** begin STORED DATA **
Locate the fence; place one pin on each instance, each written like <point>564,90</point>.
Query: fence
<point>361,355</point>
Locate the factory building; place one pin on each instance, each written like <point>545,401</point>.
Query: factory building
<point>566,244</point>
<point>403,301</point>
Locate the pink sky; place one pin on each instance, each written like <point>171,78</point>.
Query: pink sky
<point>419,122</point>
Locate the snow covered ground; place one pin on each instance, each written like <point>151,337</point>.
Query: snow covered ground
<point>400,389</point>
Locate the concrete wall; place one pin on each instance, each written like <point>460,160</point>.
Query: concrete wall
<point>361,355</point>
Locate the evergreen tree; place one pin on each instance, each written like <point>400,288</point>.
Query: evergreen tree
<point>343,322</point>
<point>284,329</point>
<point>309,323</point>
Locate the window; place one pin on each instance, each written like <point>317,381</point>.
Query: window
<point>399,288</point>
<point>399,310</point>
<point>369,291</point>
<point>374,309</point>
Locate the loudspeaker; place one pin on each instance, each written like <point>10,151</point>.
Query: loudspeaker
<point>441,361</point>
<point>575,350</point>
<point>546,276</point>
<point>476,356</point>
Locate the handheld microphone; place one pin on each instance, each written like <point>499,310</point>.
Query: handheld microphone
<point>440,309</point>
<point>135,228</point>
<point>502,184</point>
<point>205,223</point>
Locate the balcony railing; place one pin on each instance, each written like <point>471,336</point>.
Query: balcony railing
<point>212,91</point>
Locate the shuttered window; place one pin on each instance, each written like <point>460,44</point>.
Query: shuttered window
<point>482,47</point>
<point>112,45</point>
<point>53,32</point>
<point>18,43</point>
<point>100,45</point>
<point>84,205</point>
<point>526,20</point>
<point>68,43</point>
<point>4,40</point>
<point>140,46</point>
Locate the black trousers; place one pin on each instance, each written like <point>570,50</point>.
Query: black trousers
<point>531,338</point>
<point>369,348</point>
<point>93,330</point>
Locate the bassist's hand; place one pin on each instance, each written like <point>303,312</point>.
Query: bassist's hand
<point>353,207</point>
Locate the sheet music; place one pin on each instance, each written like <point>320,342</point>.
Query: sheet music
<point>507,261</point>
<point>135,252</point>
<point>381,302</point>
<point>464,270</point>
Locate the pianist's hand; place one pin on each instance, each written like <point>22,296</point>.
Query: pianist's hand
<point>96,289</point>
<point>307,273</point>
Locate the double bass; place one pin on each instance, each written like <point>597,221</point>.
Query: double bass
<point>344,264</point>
** end STORED DATA **
# THE REQUEST
Reproduce verbatim the portion of the rows that opens with the line containing "Locate the shuttered" and closes with the line containing "<point>140,46</point>", including both of those lines.

# TASK ANSWER
Locate the shuttered window; place one pin on each instance, each written like <point>460,44</point>.
Query: shuttered window
<point>482,47</point>
<point>112,45</point>
<point>53,32</point>
<point>18,43</point>
<point>100,45</point>
<point>84,205</point>
<point>526,20</point>
<point>68,43</point>
<point>4,40</point>
<point>140,46</point>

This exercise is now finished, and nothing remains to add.